Find each line in the data below that contains the word "wall" and copy those lines.

*** ENTRIES PROVIDED

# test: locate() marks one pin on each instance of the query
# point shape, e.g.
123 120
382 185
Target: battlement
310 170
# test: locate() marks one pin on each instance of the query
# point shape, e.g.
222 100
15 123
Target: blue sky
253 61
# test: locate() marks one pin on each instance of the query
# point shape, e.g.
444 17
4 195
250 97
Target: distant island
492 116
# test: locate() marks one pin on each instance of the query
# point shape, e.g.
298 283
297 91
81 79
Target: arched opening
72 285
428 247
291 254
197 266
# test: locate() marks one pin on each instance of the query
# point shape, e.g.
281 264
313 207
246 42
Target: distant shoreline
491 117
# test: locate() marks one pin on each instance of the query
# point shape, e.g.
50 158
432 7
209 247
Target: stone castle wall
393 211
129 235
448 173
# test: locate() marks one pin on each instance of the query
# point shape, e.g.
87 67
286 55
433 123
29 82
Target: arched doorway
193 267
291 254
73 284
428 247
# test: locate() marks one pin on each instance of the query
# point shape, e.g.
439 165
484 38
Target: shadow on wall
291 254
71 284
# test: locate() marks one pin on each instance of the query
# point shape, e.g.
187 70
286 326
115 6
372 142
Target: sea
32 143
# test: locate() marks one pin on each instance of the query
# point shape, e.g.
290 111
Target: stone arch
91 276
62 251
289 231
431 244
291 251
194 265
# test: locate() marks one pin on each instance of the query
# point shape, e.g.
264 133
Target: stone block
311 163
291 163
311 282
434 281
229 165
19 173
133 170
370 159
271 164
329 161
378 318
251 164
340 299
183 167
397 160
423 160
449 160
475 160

******
*** ENTRIES PROVIDED

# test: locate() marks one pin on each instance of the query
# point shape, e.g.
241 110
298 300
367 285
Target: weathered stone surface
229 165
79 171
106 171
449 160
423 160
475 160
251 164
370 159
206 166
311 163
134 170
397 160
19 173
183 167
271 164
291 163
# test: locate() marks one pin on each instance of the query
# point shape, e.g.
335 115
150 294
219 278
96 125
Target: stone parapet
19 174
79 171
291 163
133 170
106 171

******

## WRITTEN SOLUTION
Target: stone castle wall
Target: shadow on wall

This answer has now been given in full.